WRITTEN REQUEST :: Could you write out the data below word for word, from its first line through the line containing "[580,98,631,151]", with both of those lines included?
Start RECORDS TO USE
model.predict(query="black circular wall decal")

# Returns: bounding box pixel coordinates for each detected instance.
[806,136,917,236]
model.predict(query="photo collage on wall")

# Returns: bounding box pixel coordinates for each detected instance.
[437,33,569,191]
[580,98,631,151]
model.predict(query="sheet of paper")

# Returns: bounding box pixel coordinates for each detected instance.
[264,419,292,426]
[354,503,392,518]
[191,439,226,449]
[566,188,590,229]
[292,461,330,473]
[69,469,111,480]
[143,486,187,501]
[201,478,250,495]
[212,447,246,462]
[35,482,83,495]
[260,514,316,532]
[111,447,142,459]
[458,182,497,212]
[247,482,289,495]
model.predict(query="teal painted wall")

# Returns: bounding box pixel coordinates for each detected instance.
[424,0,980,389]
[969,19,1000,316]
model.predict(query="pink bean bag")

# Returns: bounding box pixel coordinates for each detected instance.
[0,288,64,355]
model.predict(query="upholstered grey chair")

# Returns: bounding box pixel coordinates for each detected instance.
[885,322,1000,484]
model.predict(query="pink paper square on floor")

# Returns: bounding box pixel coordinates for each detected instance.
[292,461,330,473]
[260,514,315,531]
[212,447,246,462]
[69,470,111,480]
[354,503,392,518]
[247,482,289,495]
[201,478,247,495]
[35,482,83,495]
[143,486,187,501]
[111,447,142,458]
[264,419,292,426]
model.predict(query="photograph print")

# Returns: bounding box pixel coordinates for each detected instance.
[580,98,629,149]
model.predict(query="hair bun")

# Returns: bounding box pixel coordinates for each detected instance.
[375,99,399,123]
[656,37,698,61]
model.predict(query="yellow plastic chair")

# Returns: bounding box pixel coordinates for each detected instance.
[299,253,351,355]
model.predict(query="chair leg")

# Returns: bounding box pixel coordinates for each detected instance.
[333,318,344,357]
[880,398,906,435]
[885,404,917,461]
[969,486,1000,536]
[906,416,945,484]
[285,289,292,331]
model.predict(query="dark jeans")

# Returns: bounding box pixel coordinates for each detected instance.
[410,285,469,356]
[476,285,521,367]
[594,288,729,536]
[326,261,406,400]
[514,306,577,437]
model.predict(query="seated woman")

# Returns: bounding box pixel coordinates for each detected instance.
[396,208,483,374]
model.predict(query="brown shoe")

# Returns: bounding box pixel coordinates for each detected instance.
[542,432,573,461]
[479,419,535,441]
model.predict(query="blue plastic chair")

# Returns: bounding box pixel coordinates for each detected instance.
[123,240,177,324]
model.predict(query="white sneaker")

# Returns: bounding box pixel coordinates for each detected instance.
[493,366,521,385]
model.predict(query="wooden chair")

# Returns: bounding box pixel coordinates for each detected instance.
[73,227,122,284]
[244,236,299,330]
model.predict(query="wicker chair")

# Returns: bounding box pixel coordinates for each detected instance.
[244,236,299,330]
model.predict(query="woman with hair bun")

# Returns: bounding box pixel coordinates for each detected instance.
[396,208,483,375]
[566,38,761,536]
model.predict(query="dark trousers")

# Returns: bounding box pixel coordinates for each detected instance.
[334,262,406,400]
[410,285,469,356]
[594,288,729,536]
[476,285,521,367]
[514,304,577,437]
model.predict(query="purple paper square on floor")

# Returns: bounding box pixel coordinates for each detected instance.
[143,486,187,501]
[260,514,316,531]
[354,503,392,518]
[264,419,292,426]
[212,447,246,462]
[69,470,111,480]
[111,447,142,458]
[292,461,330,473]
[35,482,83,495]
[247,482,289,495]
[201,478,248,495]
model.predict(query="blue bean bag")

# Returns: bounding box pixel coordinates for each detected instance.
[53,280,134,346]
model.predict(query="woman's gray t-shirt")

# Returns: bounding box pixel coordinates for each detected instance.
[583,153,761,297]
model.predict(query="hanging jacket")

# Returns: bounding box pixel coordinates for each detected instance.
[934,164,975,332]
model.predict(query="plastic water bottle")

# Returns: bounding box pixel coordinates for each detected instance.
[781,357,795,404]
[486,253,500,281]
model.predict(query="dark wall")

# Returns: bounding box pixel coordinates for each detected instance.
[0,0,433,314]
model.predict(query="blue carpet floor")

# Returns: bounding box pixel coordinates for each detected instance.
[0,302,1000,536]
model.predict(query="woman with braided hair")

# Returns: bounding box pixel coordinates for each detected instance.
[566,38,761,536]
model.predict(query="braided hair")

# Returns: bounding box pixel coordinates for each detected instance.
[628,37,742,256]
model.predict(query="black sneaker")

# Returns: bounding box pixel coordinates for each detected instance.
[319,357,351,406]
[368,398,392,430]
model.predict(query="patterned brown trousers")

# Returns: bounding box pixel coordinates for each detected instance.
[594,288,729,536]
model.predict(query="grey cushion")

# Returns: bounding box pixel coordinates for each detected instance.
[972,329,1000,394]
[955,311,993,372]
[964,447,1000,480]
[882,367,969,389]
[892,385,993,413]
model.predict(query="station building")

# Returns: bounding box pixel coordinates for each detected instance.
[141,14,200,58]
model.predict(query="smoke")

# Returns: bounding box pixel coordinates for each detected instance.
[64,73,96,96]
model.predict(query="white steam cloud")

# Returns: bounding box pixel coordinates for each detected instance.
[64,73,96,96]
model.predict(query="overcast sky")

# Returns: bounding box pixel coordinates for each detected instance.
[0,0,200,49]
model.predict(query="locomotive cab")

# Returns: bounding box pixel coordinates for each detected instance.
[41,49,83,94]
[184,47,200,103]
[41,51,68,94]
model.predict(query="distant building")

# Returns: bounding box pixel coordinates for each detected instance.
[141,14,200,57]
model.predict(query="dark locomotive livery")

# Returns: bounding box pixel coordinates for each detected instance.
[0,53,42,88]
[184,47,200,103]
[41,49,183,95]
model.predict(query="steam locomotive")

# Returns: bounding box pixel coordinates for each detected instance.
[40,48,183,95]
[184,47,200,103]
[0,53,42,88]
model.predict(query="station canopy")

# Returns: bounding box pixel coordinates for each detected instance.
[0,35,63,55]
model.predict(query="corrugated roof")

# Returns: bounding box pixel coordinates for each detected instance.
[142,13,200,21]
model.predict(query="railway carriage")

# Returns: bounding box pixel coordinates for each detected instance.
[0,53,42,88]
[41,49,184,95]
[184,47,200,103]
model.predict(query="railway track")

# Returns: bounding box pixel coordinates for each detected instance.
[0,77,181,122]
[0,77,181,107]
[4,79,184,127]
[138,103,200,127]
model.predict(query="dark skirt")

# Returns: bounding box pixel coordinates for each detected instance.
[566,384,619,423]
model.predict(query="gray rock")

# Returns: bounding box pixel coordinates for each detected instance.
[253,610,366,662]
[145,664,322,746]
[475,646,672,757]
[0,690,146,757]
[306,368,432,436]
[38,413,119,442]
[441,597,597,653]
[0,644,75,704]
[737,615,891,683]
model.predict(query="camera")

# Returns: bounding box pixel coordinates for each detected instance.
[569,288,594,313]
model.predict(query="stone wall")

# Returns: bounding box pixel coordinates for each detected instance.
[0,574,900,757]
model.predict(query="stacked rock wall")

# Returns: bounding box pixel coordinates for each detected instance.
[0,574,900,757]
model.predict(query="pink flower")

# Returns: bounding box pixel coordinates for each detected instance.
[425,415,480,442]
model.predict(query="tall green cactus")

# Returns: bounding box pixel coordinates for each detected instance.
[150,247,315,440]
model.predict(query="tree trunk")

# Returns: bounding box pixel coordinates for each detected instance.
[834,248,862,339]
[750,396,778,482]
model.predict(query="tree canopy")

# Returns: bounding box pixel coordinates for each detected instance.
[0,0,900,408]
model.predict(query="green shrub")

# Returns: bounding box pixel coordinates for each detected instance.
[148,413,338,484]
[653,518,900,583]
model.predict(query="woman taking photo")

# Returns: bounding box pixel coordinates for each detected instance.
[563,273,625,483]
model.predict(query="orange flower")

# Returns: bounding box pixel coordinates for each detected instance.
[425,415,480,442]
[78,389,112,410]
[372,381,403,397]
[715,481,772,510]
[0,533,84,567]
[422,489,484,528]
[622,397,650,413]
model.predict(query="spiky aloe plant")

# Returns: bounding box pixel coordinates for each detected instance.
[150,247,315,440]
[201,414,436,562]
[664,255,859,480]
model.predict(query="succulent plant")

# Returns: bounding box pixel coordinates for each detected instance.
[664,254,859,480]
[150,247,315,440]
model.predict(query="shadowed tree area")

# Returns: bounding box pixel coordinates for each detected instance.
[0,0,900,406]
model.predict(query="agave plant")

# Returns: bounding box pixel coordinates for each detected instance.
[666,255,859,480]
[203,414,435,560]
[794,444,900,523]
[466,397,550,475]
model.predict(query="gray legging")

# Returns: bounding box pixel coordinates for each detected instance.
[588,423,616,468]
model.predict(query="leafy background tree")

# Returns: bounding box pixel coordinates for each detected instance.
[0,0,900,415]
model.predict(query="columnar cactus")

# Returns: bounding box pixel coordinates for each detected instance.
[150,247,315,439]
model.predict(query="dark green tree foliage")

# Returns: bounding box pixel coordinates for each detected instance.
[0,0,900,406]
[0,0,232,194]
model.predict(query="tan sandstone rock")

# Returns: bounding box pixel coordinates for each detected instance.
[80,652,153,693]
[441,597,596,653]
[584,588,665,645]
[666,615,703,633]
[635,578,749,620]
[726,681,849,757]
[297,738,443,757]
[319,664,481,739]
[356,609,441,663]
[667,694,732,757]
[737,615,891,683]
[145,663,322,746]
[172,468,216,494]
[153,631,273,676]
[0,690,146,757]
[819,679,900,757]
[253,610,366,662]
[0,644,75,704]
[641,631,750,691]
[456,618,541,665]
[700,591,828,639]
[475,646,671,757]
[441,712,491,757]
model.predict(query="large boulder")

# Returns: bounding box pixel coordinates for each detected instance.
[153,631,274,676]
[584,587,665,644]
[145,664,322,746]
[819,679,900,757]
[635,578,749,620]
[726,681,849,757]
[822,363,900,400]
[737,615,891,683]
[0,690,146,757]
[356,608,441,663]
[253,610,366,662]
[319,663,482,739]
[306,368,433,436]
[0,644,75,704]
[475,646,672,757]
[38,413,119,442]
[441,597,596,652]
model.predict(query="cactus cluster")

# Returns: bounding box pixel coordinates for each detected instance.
End RECORDS TO USE
EXERCISE RESPONSE ::
model.predict(query="black circular wall decal")

# Returns: bounding box pixel coordinates for each detected instance.
[806,136,917,236]
model.predict(query="photo collage on wall")

# Returns: bounding box pixel coordinates for each detected instance.
[437,33,569,191]
[580,98,631,151]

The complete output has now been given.